--- Tasks for this exercise ---
(a) Answer each question from the article on Mosul, one line per answer, marked (i), (ii), (iii):
(i) How many jihadist fighters took part in the advance in northern Iraq three years ago?
(ii) How large is the area where elite counter-terrorism units are hunting the remaining militants?
(iii) For how long did Sebham Jassem say his family had no clean water?
(b) Summarize the article on Mosul in two sentences.

======== Excerpted text

IS 'caliphate' crumbles as Iraq tightens noose on Mosul
- Published
It was three years ago that a lightning advance by about 800 jihadist fighters in northern Iraq morphed into a global threat.
Having taken over Mosul, Iraq's second largest city, the extremists proclaimed the birth of their so-called "Islamic State".
As their self-styled caliphate marks its third anniversary, Iraqi forces are getting ready to pronounce its death - at least on their soil.
In Mosul, which was the largest city under IS control, the remaining militants are corralled in the narrow alleyways of the Old City.
Elite counter-terrorism units are hunting them down, house-to-house and room-to-room, in an area of about one square mile (2.6 sq km).
Troops escorted us through the battle zone, where little stands except mounds of rubble.
Here and there we spotted matted piles of human hair. Locals say militants left their beards behind as they fled.
In the streets where they dispensed terror, the corpses of "Islamic State" (IS) fighters now lie rotting in the sun.
We saw some of their victims fleeing on foot, taking only their children and their trauma.
"We couldn't move, we couldn't do anything," said Ilham, a gaunt woman in a black headscarf, who was escaping the fighting with her family. "They were completely in control of everything. We were afraid to go anywhere."
As she spoke a neighbour, Sebham Jassem, doused his young sons in bottled water handed out by Iraqi troops.
"We had no clean water for two months," he said. "Five mortars landed on our house and it was destroyed. We were hungry and scared. Our lives were a disaster."
The campaign to free this ancient city has dragged on for almost nine months.

================
======== Entries shown

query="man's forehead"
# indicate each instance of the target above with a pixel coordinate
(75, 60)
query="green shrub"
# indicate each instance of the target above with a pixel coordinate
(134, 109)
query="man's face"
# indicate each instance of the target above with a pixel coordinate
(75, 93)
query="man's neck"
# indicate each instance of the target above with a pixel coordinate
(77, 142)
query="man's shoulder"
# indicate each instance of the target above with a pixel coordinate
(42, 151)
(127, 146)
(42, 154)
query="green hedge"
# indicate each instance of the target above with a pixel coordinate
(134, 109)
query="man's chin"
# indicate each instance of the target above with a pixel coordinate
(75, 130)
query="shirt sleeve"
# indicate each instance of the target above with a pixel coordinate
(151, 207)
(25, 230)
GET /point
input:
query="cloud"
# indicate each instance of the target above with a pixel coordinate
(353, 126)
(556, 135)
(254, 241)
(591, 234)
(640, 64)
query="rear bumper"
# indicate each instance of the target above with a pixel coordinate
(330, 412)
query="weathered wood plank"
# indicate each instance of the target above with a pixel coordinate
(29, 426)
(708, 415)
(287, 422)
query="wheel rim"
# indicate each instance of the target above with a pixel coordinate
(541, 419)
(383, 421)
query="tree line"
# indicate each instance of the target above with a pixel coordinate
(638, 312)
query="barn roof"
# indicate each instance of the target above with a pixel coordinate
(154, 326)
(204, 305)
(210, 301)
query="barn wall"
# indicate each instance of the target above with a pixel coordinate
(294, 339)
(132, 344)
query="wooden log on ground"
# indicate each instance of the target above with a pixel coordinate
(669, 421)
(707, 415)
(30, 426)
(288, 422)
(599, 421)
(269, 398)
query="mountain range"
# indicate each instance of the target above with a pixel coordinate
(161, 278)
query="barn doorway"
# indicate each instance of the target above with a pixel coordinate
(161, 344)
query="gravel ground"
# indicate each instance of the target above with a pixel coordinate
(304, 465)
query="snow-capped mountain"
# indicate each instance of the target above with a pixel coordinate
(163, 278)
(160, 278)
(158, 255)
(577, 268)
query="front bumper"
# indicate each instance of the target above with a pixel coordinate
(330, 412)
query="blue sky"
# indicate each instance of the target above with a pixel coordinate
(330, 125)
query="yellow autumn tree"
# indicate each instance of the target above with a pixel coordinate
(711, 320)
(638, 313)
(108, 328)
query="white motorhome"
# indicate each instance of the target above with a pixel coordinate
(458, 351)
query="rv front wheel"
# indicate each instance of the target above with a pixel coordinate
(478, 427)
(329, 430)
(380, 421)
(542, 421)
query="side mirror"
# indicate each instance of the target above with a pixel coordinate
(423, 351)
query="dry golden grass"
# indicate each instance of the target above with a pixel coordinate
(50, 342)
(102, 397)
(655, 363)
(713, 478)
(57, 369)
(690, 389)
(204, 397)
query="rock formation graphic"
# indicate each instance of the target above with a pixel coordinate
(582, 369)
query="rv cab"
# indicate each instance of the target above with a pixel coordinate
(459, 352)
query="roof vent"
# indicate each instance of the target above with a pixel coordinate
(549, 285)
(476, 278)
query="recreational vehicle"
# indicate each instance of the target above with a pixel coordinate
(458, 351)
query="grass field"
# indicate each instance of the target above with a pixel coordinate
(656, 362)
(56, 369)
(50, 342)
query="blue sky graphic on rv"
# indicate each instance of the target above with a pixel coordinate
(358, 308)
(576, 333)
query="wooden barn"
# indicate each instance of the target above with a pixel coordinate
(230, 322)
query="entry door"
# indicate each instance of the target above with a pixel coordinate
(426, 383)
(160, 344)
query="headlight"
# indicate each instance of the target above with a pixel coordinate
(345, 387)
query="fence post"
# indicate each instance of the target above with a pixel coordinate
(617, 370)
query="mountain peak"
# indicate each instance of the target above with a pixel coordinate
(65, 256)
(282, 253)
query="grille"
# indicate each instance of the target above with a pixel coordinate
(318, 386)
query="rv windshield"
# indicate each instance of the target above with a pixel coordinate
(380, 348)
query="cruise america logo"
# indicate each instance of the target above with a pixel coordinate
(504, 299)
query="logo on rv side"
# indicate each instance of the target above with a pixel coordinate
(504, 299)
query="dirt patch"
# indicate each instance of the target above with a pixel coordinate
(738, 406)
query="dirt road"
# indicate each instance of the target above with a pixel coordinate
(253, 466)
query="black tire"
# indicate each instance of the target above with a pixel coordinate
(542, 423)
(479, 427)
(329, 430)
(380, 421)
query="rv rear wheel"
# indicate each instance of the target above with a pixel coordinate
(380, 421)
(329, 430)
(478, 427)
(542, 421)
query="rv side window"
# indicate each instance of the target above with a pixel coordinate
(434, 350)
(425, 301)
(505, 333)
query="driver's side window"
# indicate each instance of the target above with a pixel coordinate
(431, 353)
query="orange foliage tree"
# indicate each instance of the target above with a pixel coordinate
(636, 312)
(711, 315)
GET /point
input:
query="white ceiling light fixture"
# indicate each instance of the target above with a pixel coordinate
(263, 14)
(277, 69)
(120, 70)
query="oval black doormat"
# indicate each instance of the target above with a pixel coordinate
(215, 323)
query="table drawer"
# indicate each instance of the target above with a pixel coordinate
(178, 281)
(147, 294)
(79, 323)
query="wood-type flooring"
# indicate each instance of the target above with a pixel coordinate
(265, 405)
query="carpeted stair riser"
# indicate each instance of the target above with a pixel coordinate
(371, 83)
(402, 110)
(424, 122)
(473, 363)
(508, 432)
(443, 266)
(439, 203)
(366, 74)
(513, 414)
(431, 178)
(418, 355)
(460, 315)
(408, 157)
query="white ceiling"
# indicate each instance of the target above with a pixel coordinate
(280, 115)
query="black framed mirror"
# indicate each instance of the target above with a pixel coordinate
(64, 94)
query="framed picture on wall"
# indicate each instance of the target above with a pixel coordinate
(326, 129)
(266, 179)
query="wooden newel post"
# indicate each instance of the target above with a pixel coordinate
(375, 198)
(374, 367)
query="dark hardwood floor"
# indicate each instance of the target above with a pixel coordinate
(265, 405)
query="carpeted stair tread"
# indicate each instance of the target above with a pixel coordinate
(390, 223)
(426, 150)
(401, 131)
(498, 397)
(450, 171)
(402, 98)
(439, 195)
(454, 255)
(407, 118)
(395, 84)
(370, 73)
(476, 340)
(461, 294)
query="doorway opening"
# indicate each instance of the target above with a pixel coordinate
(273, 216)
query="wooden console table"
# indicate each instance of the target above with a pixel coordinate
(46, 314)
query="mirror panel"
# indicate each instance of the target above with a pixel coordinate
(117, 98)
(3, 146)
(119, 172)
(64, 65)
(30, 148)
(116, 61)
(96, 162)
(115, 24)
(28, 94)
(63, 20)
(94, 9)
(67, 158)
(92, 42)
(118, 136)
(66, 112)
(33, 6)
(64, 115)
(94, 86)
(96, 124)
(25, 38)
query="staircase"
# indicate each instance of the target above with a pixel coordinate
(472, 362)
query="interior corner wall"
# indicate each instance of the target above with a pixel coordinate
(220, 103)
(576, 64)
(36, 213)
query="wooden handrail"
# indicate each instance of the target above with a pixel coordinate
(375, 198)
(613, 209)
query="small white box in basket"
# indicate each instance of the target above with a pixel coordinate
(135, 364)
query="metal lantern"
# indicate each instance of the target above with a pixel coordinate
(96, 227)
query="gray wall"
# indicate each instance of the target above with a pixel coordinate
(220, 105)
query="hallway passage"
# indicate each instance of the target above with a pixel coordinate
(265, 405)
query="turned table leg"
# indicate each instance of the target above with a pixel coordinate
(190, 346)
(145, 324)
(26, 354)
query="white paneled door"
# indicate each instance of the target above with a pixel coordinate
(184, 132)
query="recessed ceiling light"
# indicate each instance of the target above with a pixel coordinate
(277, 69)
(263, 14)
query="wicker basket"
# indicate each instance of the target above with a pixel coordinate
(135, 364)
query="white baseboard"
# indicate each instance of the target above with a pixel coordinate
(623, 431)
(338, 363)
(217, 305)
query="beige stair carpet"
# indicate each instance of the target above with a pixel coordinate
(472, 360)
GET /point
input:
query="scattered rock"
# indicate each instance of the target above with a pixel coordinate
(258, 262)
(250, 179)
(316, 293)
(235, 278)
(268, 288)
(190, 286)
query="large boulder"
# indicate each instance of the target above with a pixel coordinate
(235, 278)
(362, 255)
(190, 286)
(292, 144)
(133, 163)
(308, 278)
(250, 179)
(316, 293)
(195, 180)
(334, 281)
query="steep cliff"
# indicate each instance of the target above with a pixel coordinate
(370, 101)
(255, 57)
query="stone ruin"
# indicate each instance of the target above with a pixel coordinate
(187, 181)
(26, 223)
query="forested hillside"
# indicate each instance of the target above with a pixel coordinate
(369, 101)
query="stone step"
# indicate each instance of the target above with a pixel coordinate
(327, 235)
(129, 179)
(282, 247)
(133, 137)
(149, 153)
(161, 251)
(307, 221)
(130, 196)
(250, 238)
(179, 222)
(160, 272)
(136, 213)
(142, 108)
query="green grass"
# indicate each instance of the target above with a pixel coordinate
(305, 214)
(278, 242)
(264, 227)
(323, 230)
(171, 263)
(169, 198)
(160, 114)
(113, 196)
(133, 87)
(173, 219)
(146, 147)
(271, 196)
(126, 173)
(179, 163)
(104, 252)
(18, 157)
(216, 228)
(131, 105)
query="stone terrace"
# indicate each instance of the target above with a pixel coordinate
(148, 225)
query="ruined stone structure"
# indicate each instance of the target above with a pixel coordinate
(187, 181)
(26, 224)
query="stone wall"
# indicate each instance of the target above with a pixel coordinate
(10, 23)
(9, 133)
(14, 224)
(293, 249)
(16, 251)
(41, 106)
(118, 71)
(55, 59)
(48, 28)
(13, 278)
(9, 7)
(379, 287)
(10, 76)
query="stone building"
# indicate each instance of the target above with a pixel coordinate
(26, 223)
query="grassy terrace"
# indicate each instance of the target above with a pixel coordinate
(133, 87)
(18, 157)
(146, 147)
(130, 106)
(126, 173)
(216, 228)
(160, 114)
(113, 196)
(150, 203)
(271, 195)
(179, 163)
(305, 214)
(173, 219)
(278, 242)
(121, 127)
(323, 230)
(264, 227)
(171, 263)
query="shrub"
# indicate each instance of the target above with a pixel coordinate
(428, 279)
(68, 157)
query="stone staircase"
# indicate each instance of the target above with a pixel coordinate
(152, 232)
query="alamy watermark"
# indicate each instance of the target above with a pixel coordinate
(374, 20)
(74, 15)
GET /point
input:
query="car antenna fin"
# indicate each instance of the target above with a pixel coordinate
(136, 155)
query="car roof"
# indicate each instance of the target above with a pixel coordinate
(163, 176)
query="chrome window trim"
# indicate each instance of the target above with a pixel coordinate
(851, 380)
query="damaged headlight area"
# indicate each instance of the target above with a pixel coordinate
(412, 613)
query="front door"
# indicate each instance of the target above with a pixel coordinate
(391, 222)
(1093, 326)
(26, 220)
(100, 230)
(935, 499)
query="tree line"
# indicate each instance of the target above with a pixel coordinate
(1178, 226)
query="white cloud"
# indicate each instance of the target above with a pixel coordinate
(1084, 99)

================

--- Solutions ---
(a)
(i) About 800
(ii) About one square mile (2.6 sq km)
(iii) Two months

(b) Three years after about 800 jihadist fighters took Mosul and proclaimed their so-called "Islamic State," Iraqi forces are getting ready to pronounce its death on Iraqi soil, with the remaining militants corralled in the narrow alleyways of the Old City. Elite counter-terrorism units are hunting them down house to house, while residents fleeing on foot describe living under the militants' complete control, without clean water, hungry and scared.